- Natural-language object grounding data:
+ + + +
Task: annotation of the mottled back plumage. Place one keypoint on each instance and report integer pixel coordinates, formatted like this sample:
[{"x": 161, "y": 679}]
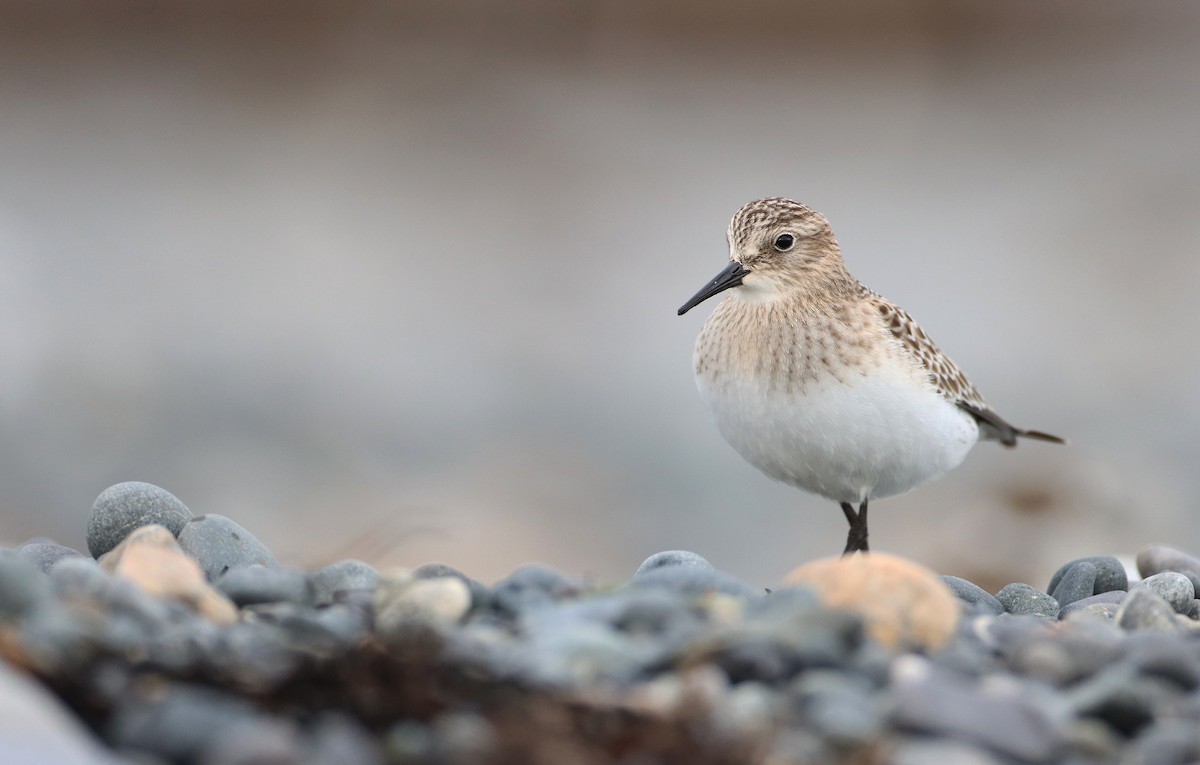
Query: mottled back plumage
[{"x": 823, "y": 384}]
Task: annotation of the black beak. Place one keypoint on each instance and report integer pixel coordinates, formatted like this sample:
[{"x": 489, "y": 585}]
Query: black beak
[{"x": 731, "y": 276}]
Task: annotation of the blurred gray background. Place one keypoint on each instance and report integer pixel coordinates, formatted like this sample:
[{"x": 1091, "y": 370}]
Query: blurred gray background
[{"x": 399, "y": 279}]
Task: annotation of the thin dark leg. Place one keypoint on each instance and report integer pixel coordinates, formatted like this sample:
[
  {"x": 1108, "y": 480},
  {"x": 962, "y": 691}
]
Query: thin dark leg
[{"x": 856, "y": 540}]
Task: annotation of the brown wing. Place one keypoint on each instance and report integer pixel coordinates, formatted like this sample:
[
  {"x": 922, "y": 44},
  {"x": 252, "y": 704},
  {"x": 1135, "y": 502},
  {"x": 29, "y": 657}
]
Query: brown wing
[{"x": 947, "y": 378}]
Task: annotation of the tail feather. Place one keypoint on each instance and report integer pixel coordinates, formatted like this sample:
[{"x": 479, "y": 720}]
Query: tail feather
[{"x": 996, "y": 427}]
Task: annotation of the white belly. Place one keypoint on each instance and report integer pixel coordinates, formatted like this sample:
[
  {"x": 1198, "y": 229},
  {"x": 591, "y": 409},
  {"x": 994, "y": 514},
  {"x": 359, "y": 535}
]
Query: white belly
[{"x": 875, "y": 437}]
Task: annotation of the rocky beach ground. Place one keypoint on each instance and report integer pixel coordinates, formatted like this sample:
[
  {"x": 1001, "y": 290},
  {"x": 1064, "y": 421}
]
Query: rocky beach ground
[{"x": 179, "y": 638}]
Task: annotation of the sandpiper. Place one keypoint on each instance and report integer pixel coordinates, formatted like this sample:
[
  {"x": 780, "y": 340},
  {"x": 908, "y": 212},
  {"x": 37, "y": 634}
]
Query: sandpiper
[{"x": 821, "y": 383}]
+ + + +
- Work required: Where a line in the entries holds the word "coordinates", copy that line.

- Result:
Task: annotation of the mottled back plumage. Place one keypoint on each instance and report integer pixel coordinates, formatted like this sample:
Task: annotation of the black beak. Place one keypoint on each instance and report integer pixel coordinates, formatted like this sample:
Task: annotation of the blurred gray background. Place one keypoint on each instance and report integer pixel coordinates, formatted like this sample:
Task: annotation of the thin dark leg. Place one keypoint on each instance and report integer pixel coordinates, formatted like this sample:
Task: annotation of the brown wing. Place one keypoint on each instance and report integer pixel coordinates, formatted like this sample:
Task: annotation of the tail feather. Place one keypoint on each instance and report integer pixel coordinates, formatted like this sample:
Task: annotation of the white belly. Place one keypoint on each instance and report integer pixel coordinates, formatted like this sample:
Task: annotation of the rocky beach ground. Place one keypoint on each instance and report integer pixel coordinates, formatted like this sample:
Task: annotation of the sandpiper. Place one keypoint on each instance and report integer pixel coordinates, formatted like this sample:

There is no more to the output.